Start of PASSAGE FOR REVIEW
Shares of ZTO Express (Cayman) Inc. (NYSE: ZTO) traded up 3.5% on Tuesday, at $26 per American depositary share, after beating analysts' estimates on parcel volume and adjusted net income for the fourth quarter.
Backed by China's giant Alibaba Group Holding Ltd. (NYSE: BABA), the company said in a statement on Tuesday that revenues for the three months through Dec. 31 reached 983.4 million, at an increase of 21.7% year-over-year. Net income, it said, was $332.8 million, up 81.2% from the same period a year ago.
Revenues from its core express delivery business increased 24.6% compared to the fourth quarter of 2018, mainly driven by a 36.1% increase in parcel volume and partially offset by an 8.4% decrease in unit price per parcel mainly from incremental volume incentives in response to competition.
"2019 was a monumental year for ZTO. Our market share reached 19.1% for the year with 12.1 billion parcels, marking us, for the third consecutive year, the world's largest express delivery company by volume", said Meisong Lai, founder and CEO of ZTO.
End of PASSAGE FOR REVIEW
▸ WORK REQUIRED
Retype the ZTO Express earnings report in full, word for word. The lines that come next have no connection to the ZTO Express earnings report.
Start of INFORMATION PROVIDED
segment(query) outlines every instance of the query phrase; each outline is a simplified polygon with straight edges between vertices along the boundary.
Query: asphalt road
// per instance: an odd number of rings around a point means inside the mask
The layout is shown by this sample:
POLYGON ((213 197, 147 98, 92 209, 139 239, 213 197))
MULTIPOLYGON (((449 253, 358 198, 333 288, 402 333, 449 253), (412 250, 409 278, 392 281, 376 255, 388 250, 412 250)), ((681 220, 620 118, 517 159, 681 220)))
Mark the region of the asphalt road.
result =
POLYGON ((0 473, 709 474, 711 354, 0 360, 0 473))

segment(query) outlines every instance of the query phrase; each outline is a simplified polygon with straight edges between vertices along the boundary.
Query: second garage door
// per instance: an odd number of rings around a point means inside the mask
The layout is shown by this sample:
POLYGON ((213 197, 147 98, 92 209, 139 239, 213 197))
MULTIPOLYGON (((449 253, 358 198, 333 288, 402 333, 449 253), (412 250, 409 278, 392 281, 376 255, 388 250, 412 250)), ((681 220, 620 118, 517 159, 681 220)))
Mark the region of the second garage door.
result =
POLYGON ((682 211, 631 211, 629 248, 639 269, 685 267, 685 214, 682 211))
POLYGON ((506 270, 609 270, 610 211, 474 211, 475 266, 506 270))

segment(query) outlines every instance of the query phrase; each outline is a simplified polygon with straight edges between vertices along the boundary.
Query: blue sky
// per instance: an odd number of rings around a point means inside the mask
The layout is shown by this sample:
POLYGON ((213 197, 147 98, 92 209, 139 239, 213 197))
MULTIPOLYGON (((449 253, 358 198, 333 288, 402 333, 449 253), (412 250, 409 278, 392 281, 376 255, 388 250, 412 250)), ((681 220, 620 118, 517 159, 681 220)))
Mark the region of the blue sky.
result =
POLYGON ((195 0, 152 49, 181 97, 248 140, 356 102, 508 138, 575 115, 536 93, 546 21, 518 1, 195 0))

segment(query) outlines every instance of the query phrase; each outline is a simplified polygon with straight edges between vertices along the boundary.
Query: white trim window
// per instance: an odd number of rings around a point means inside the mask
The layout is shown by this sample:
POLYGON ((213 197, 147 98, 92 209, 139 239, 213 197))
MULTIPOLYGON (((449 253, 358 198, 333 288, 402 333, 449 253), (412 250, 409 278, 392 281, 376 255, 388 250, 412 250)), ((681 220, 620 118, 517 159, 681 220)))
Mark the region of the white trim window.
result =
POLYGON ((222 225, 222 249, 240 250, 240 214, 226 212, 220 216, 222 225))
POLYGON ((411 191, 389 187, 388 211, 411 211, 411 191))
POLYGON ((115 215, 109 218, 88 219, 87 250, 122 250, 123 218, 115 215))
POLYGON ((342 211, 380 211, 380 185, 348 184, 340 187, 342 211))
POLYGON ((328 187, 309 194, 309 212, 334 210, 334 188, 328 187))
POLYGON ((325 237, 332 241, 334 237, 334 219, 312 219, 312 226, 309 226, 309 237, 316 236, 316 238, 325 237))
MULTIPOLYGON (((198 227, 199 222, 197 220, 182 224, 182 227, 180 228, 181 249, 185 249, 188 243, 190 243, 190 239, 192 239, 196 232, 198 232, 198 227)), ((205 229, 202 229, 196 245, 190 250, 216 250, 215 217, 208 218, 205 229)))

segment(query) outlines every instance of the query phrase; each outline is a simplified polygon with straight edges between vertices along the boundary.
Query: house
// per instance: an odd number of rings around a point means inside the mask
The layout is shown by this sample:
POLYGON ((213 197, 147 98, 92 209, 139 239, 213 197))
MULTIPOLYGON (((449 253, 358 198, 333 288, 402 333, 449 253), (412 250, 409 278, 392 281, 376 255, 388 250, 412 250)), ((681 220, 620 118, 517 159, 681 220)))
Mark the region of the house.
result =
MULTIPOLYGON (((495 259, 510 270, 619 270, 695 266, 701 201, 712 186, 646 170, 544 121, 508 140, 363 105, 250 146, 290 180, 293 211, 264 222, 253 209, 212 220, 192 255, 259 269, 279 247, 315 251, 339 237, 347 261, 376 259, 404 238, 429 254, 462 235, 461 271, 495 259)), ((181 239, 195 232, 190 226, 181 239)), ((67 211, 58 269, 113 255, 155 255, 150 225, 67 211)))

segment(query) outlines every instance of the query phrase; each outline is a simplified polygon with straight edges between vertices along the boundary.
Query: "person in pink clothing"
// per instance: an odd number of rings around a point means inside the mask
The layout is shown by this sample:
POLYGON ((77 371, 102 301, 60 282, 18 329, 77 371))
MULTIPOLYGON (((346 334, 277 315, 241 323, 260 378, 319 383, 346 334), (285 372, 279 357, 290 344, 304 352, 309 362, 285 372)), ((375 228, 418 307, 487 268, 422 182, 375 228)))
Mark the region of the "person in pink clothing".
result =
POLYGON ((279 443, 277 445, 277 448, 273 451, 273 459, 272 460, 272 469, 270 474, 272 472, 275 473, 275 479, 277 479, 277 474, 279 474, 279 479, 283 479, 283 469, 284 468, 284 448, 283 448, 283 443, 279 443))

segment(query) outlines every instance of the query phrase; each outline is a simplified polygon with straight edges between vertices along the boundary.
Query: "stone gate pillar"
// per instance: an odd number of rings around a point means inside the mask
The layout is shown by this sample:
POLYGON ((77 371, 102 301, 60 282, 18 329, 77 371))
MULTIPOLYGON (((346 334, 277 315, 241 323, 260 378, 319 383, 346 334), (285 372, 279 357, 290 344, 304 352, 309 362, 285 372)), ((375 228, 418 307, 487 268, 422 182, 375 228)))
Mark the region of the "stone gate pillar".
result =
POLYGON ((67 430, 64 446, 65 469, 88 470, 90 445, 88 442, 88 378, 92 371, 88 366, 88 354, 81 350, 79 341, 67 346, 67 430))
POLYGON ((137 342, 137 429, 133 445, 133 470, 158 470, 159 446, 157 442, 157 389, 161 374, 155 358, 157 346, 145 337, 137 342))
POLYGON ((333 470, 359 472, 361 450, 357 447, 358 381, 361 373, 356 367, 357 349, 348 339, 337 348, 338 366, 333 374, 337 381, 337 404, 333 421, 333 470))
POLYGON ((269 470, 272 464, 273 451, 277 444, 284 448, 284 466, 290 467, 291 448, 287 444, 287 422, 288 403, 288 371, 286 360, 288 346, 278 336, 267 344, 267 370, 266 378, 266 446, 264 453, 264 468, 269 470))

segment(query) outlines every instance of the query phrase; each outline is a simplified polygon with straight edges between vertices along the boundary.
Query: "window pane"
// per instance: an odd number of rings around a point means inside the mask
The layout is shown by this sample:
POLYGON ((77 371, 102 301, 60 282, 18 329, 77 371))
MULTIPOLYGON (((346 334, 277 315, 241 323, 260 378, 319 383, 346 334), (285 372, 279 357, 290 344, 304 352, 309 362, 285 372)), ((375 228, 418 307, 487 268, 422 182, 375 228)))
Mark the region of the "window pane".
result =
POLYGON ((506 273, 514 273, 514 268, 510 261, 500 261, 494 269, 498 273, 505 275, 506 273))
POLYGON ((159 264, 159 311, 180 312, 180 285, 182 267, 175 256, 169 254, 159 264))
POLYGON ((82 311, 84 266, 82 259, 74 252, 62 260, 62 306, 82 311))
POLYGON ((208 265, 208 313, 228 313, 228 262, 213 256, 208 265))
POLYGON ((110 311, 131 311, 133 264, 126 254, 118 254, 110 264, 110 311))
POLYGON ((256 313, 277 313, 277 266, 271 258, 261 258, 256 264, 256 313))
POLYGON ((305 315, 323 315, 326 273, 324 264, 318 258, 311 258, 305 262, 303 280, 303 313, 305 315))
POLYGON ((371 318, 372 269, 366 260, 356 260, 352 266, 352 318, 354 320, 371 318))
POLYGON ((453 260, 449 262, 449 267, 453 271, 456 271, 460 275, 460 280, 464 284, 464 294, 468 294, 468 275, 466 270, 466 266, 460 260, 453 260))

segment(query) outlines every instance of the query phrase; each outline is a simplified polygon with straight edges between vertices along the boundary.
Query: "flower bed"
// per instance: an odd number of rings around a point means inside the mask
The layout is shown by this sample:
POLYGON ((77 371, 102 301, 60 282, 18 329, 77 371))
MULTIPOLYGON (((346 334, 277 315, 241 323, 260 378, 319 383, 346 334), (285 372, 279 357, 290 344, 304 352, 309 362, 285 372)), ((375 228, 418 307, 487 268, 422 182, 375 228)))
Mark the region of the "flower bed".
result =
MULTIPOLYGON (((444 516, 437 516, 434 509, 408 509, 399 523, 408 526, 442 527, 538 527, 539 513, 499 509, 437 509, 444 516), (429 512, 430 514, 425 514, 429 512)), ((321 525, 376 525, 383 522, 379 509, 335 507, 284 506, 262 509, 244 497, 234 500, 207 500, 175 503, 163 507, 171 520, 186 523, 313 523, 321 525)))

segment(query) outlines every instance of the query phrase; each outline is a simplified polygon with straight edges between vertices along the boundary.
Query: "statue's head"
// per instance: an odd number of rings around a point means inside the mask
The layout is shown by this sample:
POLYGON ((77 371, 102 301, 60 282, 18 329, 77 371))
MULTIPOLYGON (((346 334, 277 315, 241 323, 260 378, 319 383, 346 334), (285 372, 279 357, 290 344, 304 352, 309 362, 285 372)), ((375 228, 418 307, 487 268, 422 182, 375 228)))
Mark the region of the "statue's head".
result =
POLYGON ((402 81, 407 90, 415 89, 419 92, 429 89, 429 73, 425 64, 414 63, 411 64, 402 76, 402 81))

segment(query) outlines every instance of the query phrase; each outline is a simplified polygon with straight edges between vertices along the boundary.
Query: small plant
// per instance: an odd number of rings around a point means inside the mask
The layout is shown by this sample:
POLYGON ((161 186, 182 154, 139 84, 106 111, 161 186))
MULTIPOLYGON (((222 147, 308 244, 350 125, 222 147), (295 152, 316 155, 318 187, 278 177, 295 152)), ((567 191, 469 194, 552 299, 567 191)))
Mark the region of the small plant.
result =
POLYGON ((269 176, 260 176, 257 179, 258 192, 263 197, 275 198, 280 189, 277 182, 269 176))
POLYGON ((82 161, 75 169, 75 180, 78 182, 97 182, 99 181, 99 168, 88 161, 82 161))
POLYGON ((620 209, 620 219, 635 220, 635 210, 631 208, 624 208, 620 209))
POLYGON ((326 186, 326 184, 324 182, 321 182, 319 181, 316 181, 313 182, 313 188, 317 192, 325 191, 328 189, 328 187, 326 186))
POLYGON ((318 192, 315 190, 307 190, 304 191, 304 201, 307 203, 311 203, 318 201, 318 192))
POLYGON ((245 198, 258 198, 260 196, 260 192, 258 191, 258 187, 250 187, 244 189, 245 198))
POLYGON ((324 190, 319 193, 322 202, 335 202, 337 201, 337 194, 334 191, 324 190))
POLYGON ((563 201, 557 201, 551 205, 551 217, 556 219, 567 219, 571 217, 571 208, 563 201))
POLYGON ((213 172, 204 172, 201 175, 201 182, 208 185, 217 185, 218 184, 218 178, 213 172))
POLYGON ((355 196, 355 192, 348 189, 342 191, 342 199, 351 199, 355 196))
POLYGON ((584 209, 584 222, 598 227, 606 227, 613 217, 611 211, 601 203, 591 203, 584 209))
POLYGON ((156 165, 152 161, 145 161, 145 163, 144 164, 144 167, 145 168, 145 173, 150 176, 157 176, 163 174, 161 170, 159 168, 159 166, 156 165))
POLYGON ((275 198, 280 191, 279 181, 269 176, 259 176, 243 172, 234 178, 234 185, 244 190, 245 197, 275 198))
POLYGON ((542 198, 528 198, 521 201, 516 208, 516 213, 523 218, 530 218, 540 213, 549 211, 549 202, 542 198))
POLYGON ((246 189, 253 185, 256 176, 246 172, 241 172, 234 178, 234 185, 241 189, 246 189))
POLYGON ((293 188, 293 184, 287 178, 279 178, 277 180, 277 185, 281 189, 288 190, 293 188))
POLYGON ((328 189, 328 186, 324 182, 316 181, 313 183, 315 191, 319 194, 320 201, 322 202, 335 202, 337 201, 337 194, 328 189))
End of INFORMATION PROVIDED
▸ OUTPUT FOR THIS EXERCISE
Shares of ZTO Express (Cayman) Inc. (NYSE: ZTO) traded up 3.5% on Tuesday, at $26 per American depositary share, after beating analysts' estimates on parcel volume and adjusted net income for the fourth quarter.
Backed by China's giant Alibaba Group Holding Ltd. (NYSE: BABA), the company said in a statement on Tuesday that revenues for the three months through Dec. 31 reached 983.4 million, at an increase of 21.7% year-over-year. Net income, it said, was $332.8 million, up 81.2% from the same period a year ago.
Revenues from its core express delivery business increased 24.6% compared to the fourth quarter of 2018, mainly driven by a 36.1% increase in parcel volume and partially offset by an 8.4% decrease in unit price per parcel mainly from incremental volume incentives in response to competition.
"2019 was a monumental year for ZTO. Our market share reached 19.1% for the year with 12.1 billion parcels, marking us, for the third consecutive year, the world's largest express delivery company by volume", said Meisong Lai, founder and CEO of ZTO.